掲載本文:
* * *

[非模型話] カメラクラスタはなぜ燃えやすいのか

大体クラスノヤルスク上空あたりでこのポストの大元になったツイートをもりもり書いていた気がするんですが、当然飛行機の中に入ればそれなりに暇なわけで。そうすると色々な考えが頭に浮いてくる。その結果として書き上げたものなので内容的には当然多分乱筆の類を出るものではない。そこんとこを理解した上でもし何か思うところがあればそれはそれで Twitter とかでつぶやいといてくださいまし。僕はこのブログを単純に自分の備忘録だと思っているので、とりあえずここに色々書き出しておいておくことにする。尚只今イスタンブールにいます。

 

カメラクラスタが何やら燃えがちなのってさ、結局皆んな自分が買った物使ってる物入手した物がいい物だ、意味があるものだ、って信じたいからだと思うんだよね。いやぁオレは違う!つったってさ、ダメでダメでしょうがないから買う、っていう行為もそこになにがしかの意味を見てるわけじゃない。それを外野からやんややんや言われたら、普通は当然気分は良くない、よね。

ましてやカメラは主観的な要素が多分に入る世界なわけで。神立先生の撮るライカの中の記載だったと思うけど、結局ブラインドテストやったらツァイスだって国産レンズだって見分けがつかなかった。結局我々は写真を食うときにブランドや世評っていう調味料の味付けで食ってる部分が多分にあるわけだ。以前とある光学関係の方とTwitterのDMでお話しさせて頂いた時も、性能と評価が直結しないのが写真用光学世界、という事を仰っていた。色んな、それも主観的な外部の味付けが絡んで最終的に美味しい物マズイ物になってるわけ。素材が全てじゃない。

問題は、往々にして我々は調味料の味を食っていながらに俺の舌は凄い!素材の味を真に楽しんでいる! 楽しめている!みたいになることなのよね。こうなるとメラメラ行きやすい。これは危ない。 どこからどこまでが調味料の味かの切り分けができていないのに、まるで自分が非常に優れた舌を持っているかのように錯覚してそこに変な自信を持ってしまう。これはヤバイ。

* * *

記録データ:
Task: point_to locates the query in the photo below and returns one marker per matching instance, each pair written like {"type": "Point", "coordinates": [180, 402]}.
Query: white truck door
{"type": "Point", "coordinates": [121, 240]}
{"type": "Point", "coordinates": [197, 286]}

* * *

取り組む課題:
1 > カメラクラスタについての本文のうち、「カメラクラスタが何やら燃えが」から「は当然気分は良くない、よね。」までの部分（両端を含む）を、「気分」を「機嫌」に置き換えて書き出してください。
2 > カメラクラスタについての本文をもとに、次の問いに答えてください。
(a) 筆者は書いている時点でどこにいると述べているか。
(b) ブラインドテストをしたところ、ツァイスと国産レンズについてどうなったと書かれているか。
(c) 光学関係の方は、写真用光学世界をどのような世界だと言っていたか。
3 > カメラクラスタが燃えやすい理由を論じた本文の続きを、最後の文の後から書いてください。

最終回答:
1 >
カメラクラスタが何やら燃えがちなのってさ、結局皆んな自分が買った物使ってる物入手した物がいい物だ、意味があるものだ、って信じたいからだと思うんだよね。いやぁオレは違う!つったってさ、ダメでダメでしょうがないから買う、っていう行為もそこになにがしかの意味を見てるわけじゃない。それを外野からやんややんや言われたら、普通は当然機嫌は良くない、よね。

2 >
(a) イスタンブール
(b) 見分けがつかなかった。
(c) 性能と評価が直結しない世界

3 >
ついでに言うとカメラクラスタって今みたいに希釈される前のオールドスクールオタクスタイルの人が多い(老人も多いし)わけで、社会性に大いに問題があるタイプが大量にいる。写真という成果物が発生する以上、往々にしてそこには自己顕示欲の強い人達も大量に出てくるわけで、これがいわゆるコミュ障的なアスペクトと組み合わさると非常にやばい。これが自分の舌の感覚を変に過信するとまぁ迷惑だ

オールドスクールオヲタは基本的に万人の万人に対する闘争状態をが基本の部族なわけで。俺はお前より知識が多い=お前より良い/佳い、優れているという殴り合いが文化基盤の一つとして存在するのは間違いない。 オタク同士の会話が往々にして知識の披露合戦に陥りがちなのはそれが一つの自分の対象物に対する信仰心の深さ、その告白になるからに他なく、またそれがいわゆるステレオタイプとしてのヲタのイメージとして存在しているという事実はそこに一片の真実を含んでいるのは間違いない。即ち、この傾向はヲタという人種が昔から営々築き上げてきた一緒のドグマ、一種の文化、そう言ってしまって過言ではないと思う。その文化を下地にして写真やカメラという実際の上手い下手、或いは凄い、すごくない、レアコモンみたいな尺度が存在するる物を対象にした上で、コミュ障的なオールドヲタは自分の舌を過信した結果錯覚や誤解に基づく味を感じたことを、そこに気付けた自分の優位性として解してしまうんじゃないかしら。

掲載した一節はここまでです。